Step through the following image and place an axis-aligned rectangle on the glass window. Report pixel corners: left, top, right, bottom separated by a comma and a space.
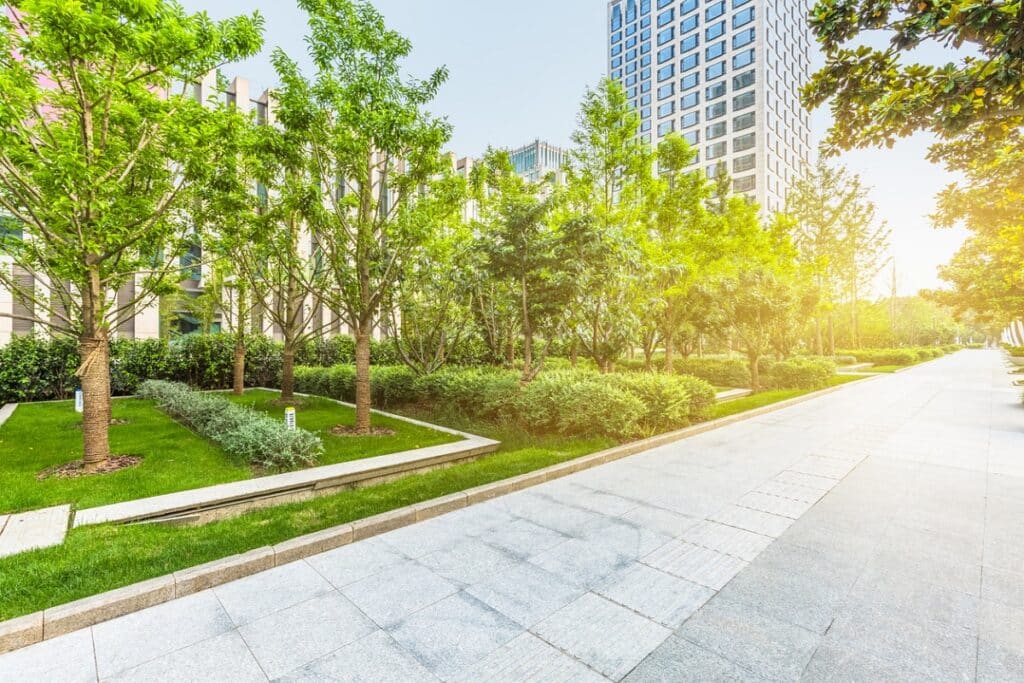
706, 81, 727, 100
705, 40, 725, 60
657, 27, 675, 45
611, 5, 623, 31
705, 1, 725, 20
658, 64, 675, 82
705, 21, 725, 40
658, 45, 675, 63
657, 8, 674, 27
733, 153, 756, 173
681, 72, 699, 90
682, 110, 699, 127
733, 132, 756, 152
706, 101, 726, 119
734, 175, 755, 192
733, 49, 755, 69
657, 82, 675, 99
626, 0, 637, 22
733, 112, 755, 131
681, 33, 698, 52
707, 141, 728, 159
683, 130, 699, 145
733, 69, 755, 90
706, 61, 725, 80
680, 14, 698, 33
658, 120, 675, 137
733, 28, 755, 48
681, 53, 699, 70
681, 92, 699, 108
734, 7, 755, 28
733, 90, 755, 110
706, 121, 727, 139
658, 101, 675, 117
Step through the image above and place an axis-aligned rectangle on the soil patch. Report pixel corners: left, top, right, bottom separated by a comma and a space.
38, 455, 143, 480
330, 425, 396, 437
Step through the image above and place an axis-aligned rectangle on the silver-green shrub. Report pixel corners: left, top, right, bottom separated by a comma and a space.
138, 380, 322, 470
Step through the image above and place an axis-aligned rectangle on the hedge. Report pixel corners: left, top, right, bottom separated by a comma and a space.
138, 381, 322, 470
765, 357, 835, 390
295, 364, 716, 440
619, 356, 752, 388
1006, 346, 1024, 357
0, 333, 409, 404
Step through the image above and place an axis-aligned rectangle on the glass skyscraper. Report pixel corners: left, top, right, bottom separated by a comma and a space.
607, 0, 812, 213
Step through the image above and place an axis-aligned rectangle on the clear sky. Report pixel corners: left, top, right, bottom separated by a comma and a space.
179, 0, 969, 298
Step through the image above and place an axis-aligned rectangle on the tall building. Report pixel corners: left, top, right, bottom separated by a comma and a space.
607, 0, 812, 213
508, 139, 567, 184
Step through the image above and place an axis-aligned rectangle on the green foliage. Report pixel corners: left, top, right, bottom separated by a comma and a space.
765, 357, 836, 390
675, 357, 752, 388
605, 372, 692, 434
837, 348, 920, 366
1007, 346, 1024, 357
293, 364, 418, 408
138, 381, 321, 470
411, 367, 521, 421
0, 334, 79, 402
516, 370, 644, 439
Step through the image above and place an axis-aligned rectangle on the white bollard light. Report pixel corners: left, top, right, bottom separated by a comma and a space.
285, 406, 296, 431
75, 389, 83, 414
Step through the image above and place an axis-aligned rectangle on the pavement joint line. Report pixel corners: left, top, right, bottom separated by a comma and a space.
0, 373, 882, 656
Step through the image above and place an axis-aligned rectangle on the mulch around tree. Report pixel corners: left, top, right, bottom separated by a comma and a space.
38, 455, 143, 480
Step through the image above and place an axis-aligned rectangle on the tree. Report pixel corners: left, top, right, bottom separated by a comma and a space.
563, 78, 653, 372
803, 1, 1020, 327
0, 1, 262, 470
787, 160, 889, 353
280, 0, 458, 432
472, 150, 572, 382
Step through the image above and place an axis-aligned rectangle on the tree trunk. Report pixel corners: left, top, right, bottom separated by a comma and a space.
814, 316, 823, 356
664, 333, 675, 374
749, 352, 761, 393
354, 325, 372, 433
79, 334, 111, 472
521, 276, 533, 382
569, 341, 578, 367
281, 344, 296, 403
233, 337, 246, 396
827, 314, 836, 355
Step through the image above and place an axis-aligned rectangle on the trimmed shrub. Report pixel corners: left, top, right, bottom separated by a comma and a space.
767, 357, 835, 390
676, 375, 717, 422
412, 366, 521, 420
607, 372, 692, 434
294, 364, 418, 408
516, 370, 645, 439
1005, 346, 1024, 357
838, 348, 918, 366
138, 380, 322, 470
0, 334, 79, 403
674, 357, 751, 388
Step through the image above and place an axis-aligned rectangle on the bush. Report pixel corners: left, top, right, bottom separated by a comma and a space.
1006, 346, 1024, 357
516, 370, 645, 439
675, 375, 717, 422
0, 334, 79, 403
838, 348, 918, 366
767, 357, 835, 390
138, 380, 322, 470
412, 366, 521, 420
294, 364, 419, 408
674, 357, 751, 388
607, 372, 692, 434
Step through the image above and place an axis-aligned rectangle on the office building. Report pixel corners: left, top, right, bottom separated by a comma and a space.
607, 0, 812, 212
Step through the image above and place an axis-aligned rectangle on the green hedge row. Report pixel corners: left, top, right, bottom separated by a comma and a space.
294, 365, 717, 439
1006, 346, 1024, 357
0, 333, 407, 404
837, 346, 957, 366
138, 380, 322, 470
762, 358, 836, 390
618, 356, 752, 388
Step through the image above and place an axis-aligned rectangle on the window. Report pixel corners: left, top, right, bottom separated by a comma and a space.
611, 57, 623, 68
657, 8, 674, 27
658, 0, 673, 7
681, 92, 699, 108
705, 41, 725, 60
733, 69, 755, 90
683, 130, 699, 145
705, 20, 725, 40
734, 112, 755, 131
626, 0, 637, 22
705, 1, 725, 20
734, 7, 755, 28
657, 27, 674, 45
658, 101, 675, 117
707, 141, 728, 159
734, 175, 756, 192
733, 90, 755, 110
680, 14, 698, 33
706, 121, 727, 139
658, 120, 675, 137
658, 45, 675, 63
733, 28, 755, 48
733, 132, 756, 152
733, 49, 755, 69
658, 82, 675, 99
681, 33, 698, 52
706, 81, 727, 100
681, 110, 699, 127
612, 44, 623, 57
611, 31, 623, 45
681, 72, 699, 90
681, 53, 699, 70
626, 61, 637, 74
658, 64, 675, 82
611, 4, 623, 31
705, 61, 725, 80
733, 153, 756, 173
706, 101, 726, 119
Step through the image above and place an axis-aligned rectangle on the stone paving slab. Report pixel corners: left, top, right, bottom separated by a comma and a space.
1, 351, 1021, 681
0, 505, 70, 559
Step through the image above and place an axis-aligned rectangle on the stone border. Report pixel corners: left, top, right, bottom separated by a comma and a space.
0, 373, 881, 655
72, 390, 499, 527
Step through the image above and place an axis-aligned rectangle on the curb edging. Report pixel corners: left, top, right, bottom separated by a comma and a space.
0, 374, 878, 655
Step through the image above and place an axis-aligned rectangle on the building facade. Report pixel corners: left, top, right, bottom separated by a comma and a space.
508, 139, 567, 184
607, 0, 812, 213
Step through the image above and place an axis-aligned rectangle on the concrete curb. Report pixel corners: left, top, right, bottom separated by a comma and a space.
0, 374, 878, 655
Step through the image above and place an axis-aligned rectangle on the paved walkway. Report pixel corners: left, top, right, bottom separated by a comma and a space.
1, 351, 1020, 681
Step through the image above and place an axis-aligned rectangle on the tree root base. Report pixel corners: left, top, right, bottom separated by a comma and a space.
330, 425, 395, 437
38, 455, 142, 480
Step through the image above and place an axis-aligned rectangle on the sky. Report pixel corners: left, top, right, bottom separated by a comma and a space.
179, 0, 970, 298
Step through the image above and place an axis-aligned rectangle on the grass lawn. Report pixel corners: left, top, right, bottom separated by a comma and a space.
224, 389, 460, 465
868, 364, 907, 373
0, 376, 866, 621
0, 391, 457, 514
710, 374, 867, 420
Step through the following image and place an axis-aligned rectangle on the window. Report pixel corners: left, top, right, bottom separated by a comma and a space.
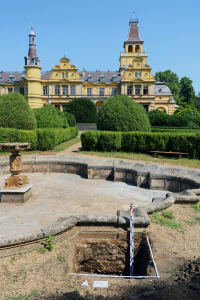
135, 85, 141, 95
135, 45, 140, 52
20, 88, 24, 95
99, 88, 104, 96
143, 105, 149, 112
43, 86, 48, 95
56, 73, 58, 76
135, 72, 138, 78
88, 75, 92, 82
129, 73, 131, 76
87, 88, 92, 96
65, 72, 68, 78
62, 105, 66, 110
98, 106, 102, 110
112, 74, 116, 81
63, 86, 68, 95
100, 75, 104, 82
143, 86, 148, 95
112, 88, 117, 96
9, 76, 14, 82
55, 86, 60, 95
62, 72, 64, 78
139, 72, 141, 78
70, 86, 75, 95
55, 105, 60, 110
25, 85, 28, 94
127, 85, 132, 95
0, 76, 2, 81
8, 88, 12, 93
128, 45, 133, 52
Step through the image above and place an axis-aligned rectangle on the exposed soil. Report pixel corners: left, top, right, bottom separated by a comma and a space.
0, 204, 199, 299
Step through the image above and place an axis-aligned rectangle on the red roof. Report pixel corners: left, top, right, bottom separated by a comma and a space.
126, 23, 142, 42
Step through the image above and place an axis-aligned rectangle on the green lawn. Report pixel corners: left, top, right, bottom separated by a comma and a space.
77, 149, 200, 169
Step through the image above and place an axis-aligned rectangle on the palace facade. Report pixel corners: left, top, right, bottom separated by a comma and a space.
0, 17, 176, 114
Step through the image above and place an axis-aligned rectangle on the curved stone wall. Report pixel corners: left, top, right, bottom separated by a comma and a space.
0, 155, 199, 247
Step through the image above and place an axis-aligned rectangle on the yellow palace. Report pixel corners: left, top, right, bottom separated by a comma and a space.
0, 16, 176, 114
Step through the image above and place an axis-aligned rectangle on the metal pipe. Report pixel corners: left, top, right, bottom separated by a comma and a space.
130, 204, 134, 276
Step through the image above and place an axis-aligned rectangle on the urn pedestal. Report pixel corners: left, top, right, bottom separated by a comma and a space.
0, 143, 32, 203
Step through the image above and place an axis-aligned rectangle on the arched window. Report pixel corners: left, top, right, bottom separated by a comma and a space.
128, 45, 133, 52
135, 45, 140, 52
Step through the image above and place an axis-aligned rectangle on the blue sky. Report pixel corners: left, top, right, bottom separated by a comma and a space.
1, 0, 200, 94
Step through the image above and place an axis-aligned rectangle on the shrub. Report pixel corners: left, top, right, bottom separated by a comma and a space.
0, 92, 37, 130
148, 109, 189, 127
36, 127, 79, 151
97, 95, 151, 132
81, 130, 200, 159
33, 105, 69, 128
63, 112, 76, 127
81, 130, 101, 150
63, 98, 97, 123
18, 130, 37, 150
57, 111, 69, 128
0, 127, 19, 143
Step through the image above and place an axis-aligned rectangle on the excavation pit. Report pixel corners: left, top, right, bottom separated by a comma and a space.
72, 232, 155, 277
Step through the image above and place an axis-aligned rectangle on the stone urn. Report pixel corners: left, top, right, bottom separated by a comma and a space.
0, 143, 32, 203
0, 143, 30, 188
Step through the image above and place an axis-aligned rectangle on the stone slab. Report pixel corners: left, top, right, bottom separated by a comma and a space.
0, 184, 33, 203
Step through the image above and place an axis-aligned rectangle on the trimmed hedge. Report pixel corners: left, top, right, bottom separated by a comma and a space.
33, 105, 69, 128
81, 130, 200, 159
151, 127, 200, 133
0, 127, 79, 151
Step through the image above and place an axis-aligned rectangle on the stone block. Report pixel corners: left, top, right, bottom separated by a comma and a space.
150, 178, 165, 190
114, 171, 124, 182
1, 184, 32, 203
32, 163, 48, 172
49, 163, 65, 173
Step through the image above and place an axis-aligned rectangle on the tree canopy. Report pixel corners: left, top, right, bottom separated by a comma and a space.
179, 77, 195, 105
174, 102, 200, 116
155, 70, 180, 104
63, 98, 97, 123
97, 95, 151, 132
0, 92, 37, 130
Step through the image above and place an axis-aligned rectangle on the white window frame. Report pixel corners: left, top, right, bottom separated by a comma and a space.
63, 85, 68, 95
55, 86, 60, 95
43, 86, 48, 95
87, 88, 92, 96
70, 86, 75, 95
99, 88, 104, 96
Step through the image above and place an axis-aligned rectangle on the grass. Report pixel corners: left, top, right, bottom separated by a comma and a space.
0, 136, 80, 156
193, 202, 200, 213
4, 290, 39, 300
78, 149, 200, 170
57, 253, 65, 263
185, 216, 200, 226
150, 209, 181, 230
162, 267, 179, 278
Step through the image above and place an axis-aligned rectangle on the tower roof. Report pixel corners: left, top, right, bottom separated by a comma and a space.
126, 20, 143, 43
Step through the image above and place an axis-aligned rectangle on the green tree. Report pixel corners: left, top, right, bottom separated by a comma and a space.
33, 105, 69, 128
194, 92, 200, 111
97, 95, 151, 132
63, 98, 97, 123
174, 102, 200, 116
0, 92, 37, 130
155, 70, 180, 104
179, 77, 195, 105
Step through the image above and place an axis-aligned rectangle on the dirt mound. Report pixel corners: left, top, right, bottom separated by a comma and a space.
178, 257, 200, 283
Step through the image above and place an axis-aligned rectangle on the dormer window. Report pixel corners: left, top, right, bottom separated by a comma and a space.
112, 74, 117, 81
100, 74, 104, 81
158, 88, 162, 92
0, 76, 2, 81
88, 75, 92, 82
21, 75, 25, 81
9, 75, 14, 82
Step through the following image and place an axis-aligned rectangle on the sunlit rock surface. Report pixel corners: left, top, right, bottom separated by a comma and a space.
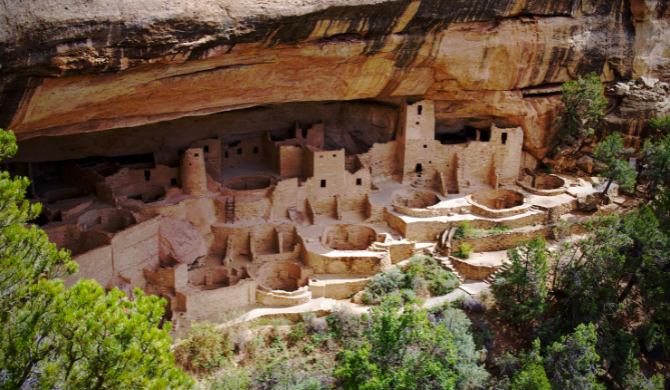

=-=-=-=-=

YOUR TASK —
Nothing but the lines from the one that contains "on the dormer" through the end of the material above is to be reproduced, exactly and without pictures.

SOLUTION TO THE PROBLEM —
Step through the image above and place an axis-aligned rectangle on the dormer window. Report pixel corners: left, top, right, bottom separated by a comma and a space.
112, 74, 117, 81
100, 74, 104, 81
158, 88, 162, 92
0, 76, 2, 81
88, 75, 92, 82
21, 75, 25, 81
9, 75, 14, 82
Step through the following image and place an axis-aligned rectangle on the sunlit rock surface. Report pixel corners: left, top, right, bottom separated by a comma and a space.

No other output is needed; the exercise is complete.